• EXERCISE
Output the data that follows exactly, line for line.

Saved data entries
▶

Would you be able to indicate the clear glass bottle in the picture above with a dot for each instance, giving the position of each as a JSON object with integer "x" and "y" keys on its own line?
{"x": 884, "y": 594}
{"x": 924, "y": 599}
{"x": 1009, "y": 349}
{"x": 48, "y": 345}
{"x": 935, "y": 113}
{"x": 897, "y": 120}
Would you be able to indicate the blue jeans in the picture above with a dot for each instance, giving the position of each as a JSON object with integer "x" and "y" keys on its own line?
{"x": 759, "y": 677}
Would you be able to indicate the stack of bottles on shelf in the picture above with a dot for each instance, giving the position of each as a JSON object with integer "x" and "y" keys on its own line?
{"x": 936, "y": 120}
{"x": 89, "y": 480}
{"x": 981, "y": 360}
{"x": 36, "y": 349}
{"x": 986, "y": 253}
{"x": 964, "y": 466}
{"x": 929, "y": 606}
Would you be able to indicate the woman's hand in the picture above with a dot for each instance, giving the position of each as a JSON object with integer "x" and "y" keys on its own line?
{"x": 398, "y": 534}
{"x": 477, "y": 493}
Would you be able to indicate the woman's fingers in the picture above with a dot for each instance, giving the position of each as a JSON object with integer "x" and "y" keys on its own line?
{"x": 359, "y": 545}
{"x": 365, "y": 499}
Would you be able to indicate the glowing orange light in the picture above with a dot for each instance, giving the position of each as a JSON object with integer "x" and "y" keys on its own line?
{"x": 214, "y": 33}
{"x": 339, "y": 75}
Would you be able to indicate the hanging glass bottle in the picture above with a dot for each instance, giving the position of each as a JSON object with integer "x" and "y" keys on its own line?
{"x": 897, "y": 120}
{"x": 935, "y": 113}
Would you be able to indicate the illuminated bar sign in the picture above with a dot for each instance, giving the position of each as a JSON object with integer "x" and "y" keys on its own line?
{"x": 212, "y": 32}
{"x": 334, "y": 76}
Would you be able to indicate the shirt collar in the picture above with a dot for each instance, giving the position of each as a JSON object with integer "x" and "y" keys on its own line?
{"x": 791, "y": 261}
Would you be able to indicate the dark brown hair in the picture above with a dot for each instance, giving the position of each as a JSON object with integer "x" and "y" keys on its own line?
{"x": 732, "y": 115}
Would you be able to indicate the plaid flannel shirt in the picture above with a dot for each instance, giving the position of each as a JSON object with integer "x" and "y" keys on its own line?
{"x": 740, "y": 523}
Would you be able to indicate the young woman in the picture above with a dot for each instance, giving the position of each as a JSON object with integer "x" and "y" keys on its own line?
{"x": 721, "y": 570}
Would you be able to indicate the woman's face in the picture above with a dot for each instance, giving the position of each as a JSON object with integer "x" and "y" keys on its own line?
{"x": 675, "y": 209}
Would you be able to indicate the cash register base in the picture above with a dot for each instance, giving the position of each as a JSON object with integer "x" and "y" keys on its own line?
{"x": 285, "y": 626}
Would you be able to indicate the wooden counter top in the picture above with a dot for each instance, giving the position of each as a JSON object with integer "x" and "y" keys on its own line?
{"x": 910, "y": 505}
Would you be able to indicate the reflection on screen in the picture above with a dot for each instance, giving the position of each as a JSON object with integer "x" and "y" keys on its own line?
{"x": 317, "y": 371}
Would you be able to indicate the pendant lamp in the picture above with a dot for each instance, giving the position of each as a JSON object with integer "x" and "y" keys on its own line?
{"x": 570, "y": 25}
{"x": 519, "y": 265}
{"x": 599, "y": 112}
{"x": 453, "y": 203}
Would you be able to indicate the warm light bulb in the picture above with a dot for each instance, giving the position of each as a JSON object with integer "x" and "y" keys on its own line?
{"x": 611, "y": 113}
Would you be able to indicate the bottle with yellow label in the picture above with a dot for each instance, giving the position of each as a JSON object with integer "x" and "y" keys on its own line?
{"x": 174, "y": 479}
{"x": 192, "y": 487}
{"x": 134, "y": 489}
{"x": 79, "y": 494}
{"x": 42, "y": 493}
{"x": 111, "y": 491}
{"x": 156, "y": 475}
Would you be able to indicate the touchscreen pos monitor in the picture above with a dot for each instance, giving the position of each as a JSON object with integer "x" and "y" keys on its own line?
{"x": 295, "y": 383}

◀

• EXERCISE OUTPUT
Would you be able to indicate the clear glass bottle in the picture above with a dot for each instance, giving the position of each as a JSON object with integer "x" and "y" keys on its own line?
{"x": 884, "y": 594}
{"x": 924, "y": 599}
{"x": 1009, "y": 349}
{"x": 48, "y": 345}
{"x": 935, "y": 113}
{"x": 897, "y": 120}
Would you be able to indicate the blue jeans in the picture above with a dot for each instance, giving the position of each as a JSON object with integer "x" and "y" keys on its own line?
{"x": 759, "y": 677}
Would you be able to indicate the stack of bottles on shelf in the picture above with a dot for each instance, giving the position of each as a JSON object with integer "x" and "y" keys on its own line?
{"x": 936, "y": 120}
{"x": 89, "y": 480}
{"x": 981, "y": 360}
{"x": 36, "y": 349}
{"x": 986, "y": 253}
{"x": 964, "y": 466}
{"x": 929, "y": 606}
Would you be able to indicate the woman's hand in the picture above with a dot for each instance, giving the position of each as a JSON object with integer "x" and "y" keys on its own line?
{"x": 398, "y": 534}
{"x": 477, "y": 493}
Would you be able to indicate the woman's fingers in the picture above with a dot for each instance, giving the position of each as a JSON object with integer "x" and "y" keys on its own line?
{"x": 359, "y": 545}
{"x": 365, "y": 499}
Would you be able to indicate the glowing orange light in the picture above with a dot for each instance, giving the position of each as a JSON object with integer "x" and "y" keys on its own line?
{"x": 214, "y": 33}
{"x": 339, "y": 75}
Would you be able to indicate the hanging glass bottle in the picture above with a dot for each instance, giving the position of each as a JSON object with integer "x" and "y" keys on its own line?
{"x": 897, "y": 120}
{"x": 935, "y": 113}
Would you be able to indicate the illuminated bar sign in the picture above with a dot for each instance, giving the position of each as a JSON object with integer "x" and "y" keys on its own line?
{"x": 212, "y": 32}
{"x": 334, "y": 76}
Would you be able to indicate the shirt collar in the picture above with a dot for each instance, giving the position of each as a JSON object with integer "x" and "y" keys on its own line?
{"x": 791, "y": 261}
Would you be able to indicate the dark brown hair in the picture above with a dot for each instance, giving the position of each as a JSON object with integer "x" and "y" keys on its own line?
{"x": 732, "y": 115}
Would you be able to indicate the plaid flannel shirt in the picture above with a dot for each instance, giving the position of each as a JSON object with integer "x" and "y" keys on its own line?
{"x": 740, "y": 523}
Would you be able to indicate the young woman in the picture above with a dot for each instance, giving the position of each as a JSON object with integer "x" and "y" keys on its own line?
{"x": 721, "y": 570}
Would you be able to indicate the woman's face in the picture above with a dot for each instance, giving the position of each as a JSON object with integer "x" and "y" keys on its own line?
{"x": 675, "y": 209}
Would you be able to indicate the cash register base in the picture above with a dot for each instance, giving the position of each as a JSON object with integer "x" and "y" keys on its own line?
{"x": 285, "y": 626}
Would you be able to indicate the wooden counter top in the picture above with a dot for each instance, giving the position of each as a JSON object with integer "x" and "y" keys on its own line?
{"x": 910, "y": 505}
Would you be able to indicate the reflection on screen in the picture above with a dot for each instance, giving the position of each as a JSON object with integer "x" and "y" keys on its own line?
{"x": 317, "y": 371}
Would you be able to indicate the pendant lamp in the picture above with a dot for each instance, giving the position of each as a JSON object with integer "x" and "y" keys on its own line?
{"x": 570, "y": 25}
{"x": 519, "y": 265}
{"x": 599, "y": 112}
{"x": 453, "y": 203}
Would you be able to indicate the warm light bulb in the picture above with a dot for each instance, giving the position of each as a JSON object with integer "x" and "y" keys on its own line?
{"x": 611, "y": 113}
Would you be able to indicate the bottle with yellow label in the picture above with a dot for each instance, giving the position of each as a JSON object with integer "x" and "y" keys on its own line?
{"x": 174, "y": 479}
{"x": 192, "y": 487}
{"x": 134, "y": 489}
{"x": 79, "y": 494}
{"x": 42, "y": 493}
{"x": 111, "y": 491}
{"x": 156, "y": 475}
Would you be able to indicate the touchscreen pos monitor in the picture above with a dot for each instance, giving the position of each as a JSON object with integer "x" and "y" keys on its own line?
{"x": 295, "y": 383}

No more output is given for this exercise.